• _Problem to work on_
Copy out everything from the line containing "Please tag the pond" down to the end of the records, keeping every line. Multiply each x and y coordinate in the answers by 1.2 and round to whole numbers, with halves rounded up.

• _Dataset rows_

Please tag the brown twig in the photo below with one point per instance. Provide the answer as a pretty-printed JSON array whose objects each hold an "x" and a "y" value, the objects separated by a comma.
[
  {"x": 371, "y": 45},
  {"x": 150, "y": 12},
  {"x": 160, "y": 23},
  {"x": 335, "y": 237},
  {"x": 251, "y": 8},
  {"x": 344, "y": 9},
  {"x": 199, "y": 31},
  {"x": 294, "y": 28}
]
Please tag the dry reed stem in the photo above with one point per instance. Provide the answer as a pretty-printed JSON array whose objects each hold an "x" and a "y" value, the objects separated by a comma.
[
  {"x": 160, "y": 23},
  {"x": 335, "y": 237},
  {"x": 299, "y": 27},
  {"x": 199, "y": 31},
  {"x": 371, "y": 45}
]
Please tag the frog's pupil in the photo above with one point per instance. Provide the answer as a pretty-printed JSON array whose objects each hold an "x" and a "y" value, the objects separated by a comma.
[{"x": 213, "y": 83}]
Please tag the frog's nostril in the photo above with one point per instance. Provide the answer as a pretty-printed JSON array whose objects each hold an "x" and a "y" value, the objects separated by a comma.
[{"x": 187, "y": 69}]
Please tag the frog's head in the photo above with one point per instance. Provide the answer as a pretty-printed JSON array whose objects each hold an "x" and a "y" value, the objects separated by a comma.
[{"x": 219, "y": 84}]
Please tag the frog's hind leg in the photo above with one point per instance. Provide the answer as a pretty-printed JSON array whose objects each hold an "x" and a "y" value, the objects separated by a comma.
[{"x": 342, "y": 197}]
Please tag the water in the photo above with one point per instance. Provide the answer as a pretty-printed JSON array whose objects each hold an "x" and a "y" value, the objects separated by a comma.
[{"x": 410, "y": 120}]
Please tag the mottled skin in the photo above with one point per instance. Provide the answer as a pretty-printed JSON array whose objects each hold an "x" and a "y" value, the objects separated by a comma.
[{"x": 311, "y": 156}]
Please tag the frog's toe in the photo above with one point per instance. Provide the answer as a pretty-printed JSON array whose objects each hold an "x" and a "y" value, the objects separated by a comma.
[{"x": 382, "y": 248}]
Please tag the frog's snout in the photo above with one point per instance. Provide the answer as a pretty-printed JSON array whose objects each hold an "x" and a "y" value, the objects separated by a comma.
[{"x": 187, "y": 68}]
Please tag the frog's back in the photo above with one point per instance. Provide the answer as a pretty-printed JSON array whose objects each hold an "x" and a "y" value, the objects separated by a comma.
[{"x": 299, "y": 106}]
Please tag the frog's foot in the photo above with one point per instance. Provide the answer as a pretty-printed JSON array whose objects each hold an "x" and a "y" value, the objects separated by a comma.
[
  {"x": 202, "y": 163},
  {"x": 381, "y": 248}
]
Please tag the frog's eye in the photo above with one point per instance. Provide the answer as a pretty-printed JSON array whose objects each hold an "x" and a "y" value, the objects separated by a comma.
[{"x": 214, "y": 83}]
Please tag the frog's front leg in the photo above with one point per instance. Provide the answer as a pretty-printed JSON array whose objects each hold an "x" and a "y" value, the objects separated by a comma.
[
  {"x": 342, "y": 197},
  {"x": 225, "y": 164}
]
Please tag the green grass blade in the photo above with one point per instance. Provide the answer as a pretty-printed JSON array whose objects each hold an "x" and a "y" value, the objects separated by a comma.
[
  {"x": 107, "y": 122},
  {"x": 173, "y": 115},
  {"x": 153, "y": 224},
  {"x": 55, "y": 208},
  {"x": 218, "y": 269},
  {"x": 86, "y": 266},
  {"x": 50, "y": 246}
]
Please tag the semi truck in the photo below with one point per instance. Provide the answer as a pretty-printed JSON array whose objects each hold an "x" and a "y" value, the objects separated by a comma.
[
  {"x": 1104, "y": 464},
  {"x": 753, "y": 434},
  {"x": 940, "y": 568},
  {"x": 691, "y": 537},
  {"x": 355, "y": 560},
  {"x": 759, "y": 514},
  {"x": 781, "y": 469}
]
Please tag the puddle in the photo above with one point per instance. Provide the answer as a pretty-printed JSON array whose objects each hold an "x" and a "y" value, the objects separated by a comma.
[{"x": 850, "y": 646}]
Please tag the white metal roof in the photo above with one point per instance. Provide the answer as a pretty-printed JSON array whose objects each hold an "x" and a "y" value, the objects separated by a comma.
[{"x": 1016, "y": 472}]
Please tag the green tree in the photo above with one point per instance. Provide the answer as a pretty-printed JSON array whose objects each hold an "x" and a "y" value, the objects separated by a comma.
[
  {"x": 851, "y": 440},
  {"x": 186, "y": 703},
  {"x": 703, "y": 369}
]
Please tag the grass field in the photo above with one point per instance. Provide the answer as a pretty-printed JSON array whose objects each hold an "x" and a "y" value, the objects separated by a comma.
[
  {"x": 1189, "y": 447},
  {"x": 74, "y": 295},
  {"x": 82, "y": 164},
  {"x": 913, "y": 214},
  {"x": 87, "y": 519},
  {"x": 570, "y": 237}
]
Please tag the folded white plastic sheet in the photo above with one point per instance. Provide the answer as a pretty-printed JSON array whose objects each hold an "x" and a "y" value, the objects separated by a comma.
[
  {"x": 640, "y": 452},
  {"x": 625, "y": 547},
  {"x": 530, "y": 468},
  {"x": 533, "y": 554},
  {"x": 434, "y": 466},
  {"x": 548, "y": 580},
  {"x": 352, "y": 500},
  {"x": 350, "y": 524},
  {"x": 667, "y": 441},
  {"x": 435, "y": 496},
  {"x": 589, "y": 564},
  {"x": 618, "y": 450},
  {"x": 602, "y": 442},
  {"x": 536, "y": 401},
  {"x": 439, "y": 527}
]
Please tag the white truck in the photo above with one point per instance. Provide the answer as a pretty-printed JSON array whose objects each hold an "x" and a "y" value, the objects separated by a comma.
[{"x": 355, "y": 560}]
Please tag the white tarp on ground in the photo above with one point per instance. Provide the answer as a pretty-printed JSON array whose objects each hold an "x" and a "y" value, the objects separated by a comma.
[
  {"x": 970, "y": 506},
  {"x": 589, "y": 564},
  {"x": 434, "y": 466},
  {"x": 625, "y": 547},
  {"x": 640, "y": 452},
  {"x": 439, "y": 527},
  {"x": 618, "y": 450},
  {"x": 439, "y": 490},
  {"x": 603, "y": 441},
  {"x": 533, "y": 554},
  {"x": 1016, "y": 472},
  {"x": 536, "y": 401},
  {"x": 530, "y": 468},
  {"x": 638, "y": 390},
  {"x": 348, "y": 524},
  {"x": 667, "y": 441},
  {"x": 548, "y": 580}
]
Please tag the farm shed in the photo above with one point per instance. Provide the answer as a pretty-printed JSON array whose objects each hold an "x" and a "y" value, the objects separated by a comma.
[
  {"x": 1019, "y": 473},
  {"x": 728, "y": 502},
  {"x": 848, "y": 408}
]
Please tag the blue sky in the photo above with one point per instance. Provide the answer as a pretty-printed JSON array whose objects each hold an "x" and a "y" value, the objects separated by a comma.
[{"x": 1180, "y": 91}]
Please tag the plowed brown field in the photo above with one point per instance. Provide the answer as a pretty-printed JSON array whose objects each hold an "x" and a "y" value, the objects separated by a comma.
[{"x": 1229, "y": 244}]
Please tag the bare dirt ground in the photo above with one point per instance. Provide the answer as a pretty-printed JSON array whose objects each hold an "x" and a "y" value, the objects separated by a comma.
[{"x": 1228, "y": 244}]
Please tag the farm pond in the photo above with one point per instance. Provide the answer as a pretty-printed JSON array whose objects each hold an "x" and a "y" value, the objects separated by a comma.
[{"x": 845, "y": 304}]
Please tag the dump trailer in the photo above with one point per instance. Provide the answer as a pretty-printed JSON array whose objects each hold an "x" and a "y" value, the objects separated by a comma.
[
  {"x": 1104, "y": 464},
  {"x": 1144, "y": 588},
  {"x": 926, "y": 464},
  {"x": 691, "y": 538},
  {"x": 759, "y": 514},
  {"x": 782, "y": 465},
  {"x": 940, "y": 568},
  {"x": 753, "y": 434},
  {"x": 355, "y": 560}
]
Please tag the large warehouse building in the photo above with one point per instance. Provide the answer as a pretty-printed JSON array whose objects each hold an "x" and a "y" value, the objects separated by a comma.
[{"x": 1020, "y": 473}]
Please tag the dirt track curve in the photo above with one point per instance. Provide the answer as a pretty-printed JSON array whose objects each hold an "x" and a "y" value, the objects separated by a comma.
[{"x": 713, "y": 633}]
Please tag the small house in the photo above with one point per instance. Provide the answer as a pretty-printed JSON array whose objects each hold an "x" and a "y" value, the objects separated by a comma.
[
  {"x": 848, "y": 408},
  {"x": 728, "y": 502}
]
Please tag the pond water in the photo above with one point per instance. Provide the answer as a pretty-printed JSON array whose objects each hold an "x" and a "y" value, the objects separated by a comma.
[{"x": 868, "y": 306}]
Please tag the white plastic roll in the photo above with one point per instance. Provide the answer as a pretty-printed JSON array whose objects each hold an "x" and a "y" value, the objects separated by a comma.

• _Reply_
Please tag the pond water in the photo above with one point per instance. Provide the answer as a pretty-printed JSON array whose objects each hold an "x" and a "y" value, the objects separated by a comma.
[{"x": 1042, "y": 367}]
Please tag the white plastic roll in the photo above with one point per instance. Provide the answer as a pretty-printed JSON array whose objects each hold an "x" and a "y" value, the objects separated by a comma.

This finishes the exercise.